__Requirements__:
Without the images, print all the entries below exactly as given.

(Recorded data)

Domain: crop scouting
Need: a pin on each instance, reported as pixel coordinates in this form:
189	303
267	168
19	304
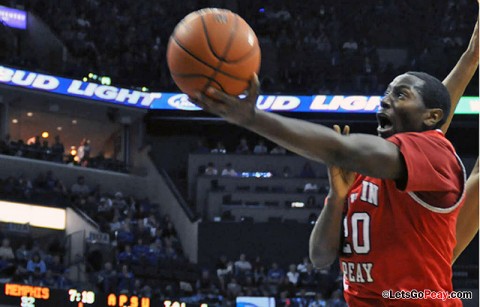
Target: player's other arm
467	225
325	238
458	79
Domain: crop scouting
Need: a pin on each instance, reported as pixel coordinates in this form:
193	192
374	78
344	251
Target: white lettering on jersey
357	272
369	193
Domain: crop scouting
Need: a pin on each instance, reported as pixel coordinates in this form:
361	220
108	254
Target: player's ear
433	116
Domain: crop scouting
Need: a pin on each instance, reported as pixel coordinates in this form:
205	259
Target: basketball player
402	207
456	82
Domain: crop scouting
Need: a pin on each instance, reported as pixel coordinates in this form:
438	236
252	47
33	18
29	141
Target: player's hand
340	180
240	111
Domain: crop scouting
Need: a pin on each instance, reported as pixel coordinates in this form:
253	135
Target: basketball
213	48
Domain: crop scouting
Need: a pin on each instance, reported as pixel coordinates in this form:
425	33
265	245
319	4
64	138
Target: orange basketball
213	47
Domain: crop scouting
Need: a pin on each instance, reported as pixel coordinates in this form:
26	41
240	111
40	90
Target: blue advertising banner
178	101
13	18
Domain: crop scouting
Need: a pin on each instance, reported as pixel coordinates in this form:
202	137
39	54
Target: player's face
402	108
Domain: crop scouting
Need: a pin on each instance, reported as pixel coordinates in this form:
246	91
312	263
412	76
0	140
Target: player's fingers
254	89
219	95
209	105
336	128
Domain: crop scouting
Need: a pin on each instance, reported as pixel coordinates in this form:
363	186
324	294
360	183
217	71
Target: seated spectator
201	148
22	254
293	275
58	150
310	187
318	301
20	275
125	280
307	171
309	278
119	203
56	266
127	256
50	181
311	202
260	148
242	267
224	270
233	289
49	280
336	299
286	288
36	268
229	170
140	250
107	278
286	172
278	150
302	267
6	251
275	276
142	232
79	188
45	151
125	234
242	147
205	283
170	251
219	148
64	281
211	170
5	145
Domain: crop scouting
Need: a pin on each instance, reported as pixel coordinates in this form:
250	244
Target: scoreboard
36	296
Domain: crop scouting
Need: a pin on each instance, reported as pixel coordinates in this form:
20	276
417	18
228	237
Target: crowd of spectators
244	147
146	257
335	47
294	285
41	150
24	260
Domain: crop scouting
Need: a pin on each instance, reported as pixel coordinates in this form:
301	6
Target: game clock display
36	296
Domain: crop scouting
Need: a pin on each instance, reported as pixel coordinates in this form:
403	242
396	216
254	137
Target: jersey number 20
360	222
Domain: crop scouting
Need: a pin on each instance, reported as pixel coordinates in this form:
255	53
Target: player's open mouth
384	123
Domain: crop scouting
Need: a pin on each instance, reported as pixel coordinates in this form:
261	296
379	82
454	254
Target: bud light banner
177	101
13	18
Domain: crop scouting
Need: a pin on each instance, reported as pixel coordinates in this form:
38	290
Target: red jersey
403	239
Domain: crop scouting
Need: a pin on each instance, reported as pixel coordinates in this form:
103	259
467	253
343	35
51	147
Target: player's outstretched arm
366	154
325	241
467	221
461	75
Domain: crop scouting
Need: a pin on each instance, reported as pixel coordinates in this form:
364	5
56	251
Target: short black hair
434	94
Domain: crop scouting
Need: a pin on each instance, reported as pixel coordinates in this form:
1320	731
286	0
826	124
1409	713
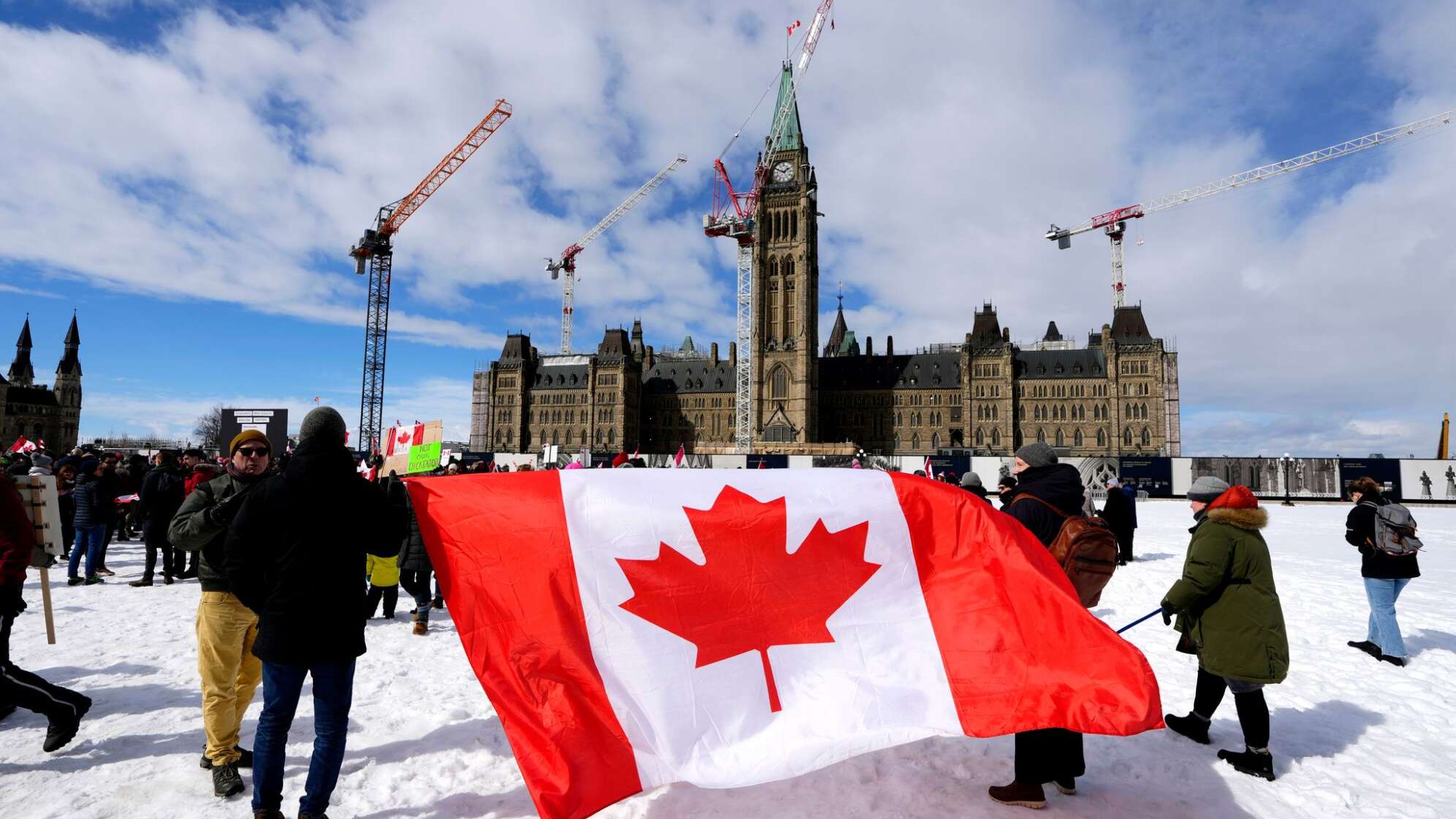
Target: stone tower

__Task answer__:
Domain: crop scouting
Need: a pin on each instance, reported as pixel coordinates in this form:
189	303
267	168
19	304
Target: player's other arm
467	225
325	238
458	79
Domain: crop scouting
Need: a pin on each instance, reported as pixel coordinates in this form:
193	192
374	78
344	251
Target: white lettering on jersey
357	272
369	193
Domain: crop scouting
Need: a pin on each instance, reported as pixel coordinates in this form:
361	220
108	254
Target: player's ear
433	116
Domain: crop scouting
Need: a pin on each instance, reported as pixel coordinates in this form:
205	259
Target: basketball player
402	207
456	82
Domain: crop scouting
Need: a pin on each instance, reported as pixel coordinates in this form:
438	236
252	47
33	18
29	141
Target: player's hand
340	180
240	111
Domain: crop scouting
Need: a pin on each instance, reported as pixel coordinates in this form:
253	135
Target: basketball
213	48
Domain: crop scouting
Need: a pin on each instance, reported as pixel coordinates in this form:
425	33
265	245
319	4
64	138
Target: orange basketball
213	47
Domain: crop scouting
Need: a pin on each instance, reported as pixel coordinates in this form:
26	41
240	111
40	90
Target: blue advertising banner
178	101
13	18
Domain: crop scouting
Need: a pin on each instance, reported as pixel coordinates in this form:
202	137
39	54
Target: player's face
402	108
Domain: crop scouting
Need: a pin on each instance, reported as pixel coordinates in this form:
246	91
312	263
412	76
0	140
Target: player's fingers
254	89
219	95
209	105
336	128
Domain: crop scouting
Need: a pin on each instance, reported as pixel coordinates in this form:
363	186
324	294
360	183
217	71
Target: seated spectator
201	148
22	254
293	275
58	150
310	187
318	301
20	275
125	280
307	171
309	278
119	203
56	266
127	256
50	181
311	202
260	148
242	267
224	270
233	289
49	280
336	299
286	288
36	268
229	170
140	250
107	278
286	172
278	150
302	267
6	251
275	276
142	232
79	188
45	151
125	234
242	147
205	283
170	251
219	148
64	281
211	170
5	145
Domain: crop scouting
Need: a pin on each instance, reported as pixel coordinates in this form:
250	244
Target: scoreboard
36	296
Domain: crop scouting
Need: a pin on each instance, reported as pixel coordinates in this form:
20	276
417	18
228	237
Target: crowd of spectators
244	147
146	257
335	47
294	285
41	150
24	260
Domain: crop scouting
Need: a pin on each instance, reported as pixel coordinates in this form:
301	6
Target: game clock display
36	296
Domain: crop scouting
Need: a pin on each instance, reported as pixel coordinates in this form:
403	242
396	216
254	137
Target: jersey number 20
360	222
Domain: crop scouting
Need: a pin on each instance, reported as pixel coordinates in this form:
255	53
Target: player's open mouth
384	123
Domain: crop scouting
Need: a pin on each instance, reported as pixel coordinates in this form:
261	296
379	82
454	254
Target: bud light banner
177	101
13	18
Domain: crop scouting
Need: a pin on each instance, reported as pixel coordinates in this form:
38	290
Target: red jersey
403	239
Domain: crop scouting
Need: a pin on each instance, reported as pixel coordinates in this form:
103	259
467	253
343	35
51	147
Target: player's outstretched arm
366	154
325	241
467	221
461	75
Domain: crop scouting
Need: a pin on each instance, reported as pixel coordinates in this form:
364	5
56	251
Target: short black hair
434	94
Domain: crop scouting
Need: a pin on each instance, reported as pixel coordinates in this form:
1320	731
286	0
826	124
1409	713
Target: stone tower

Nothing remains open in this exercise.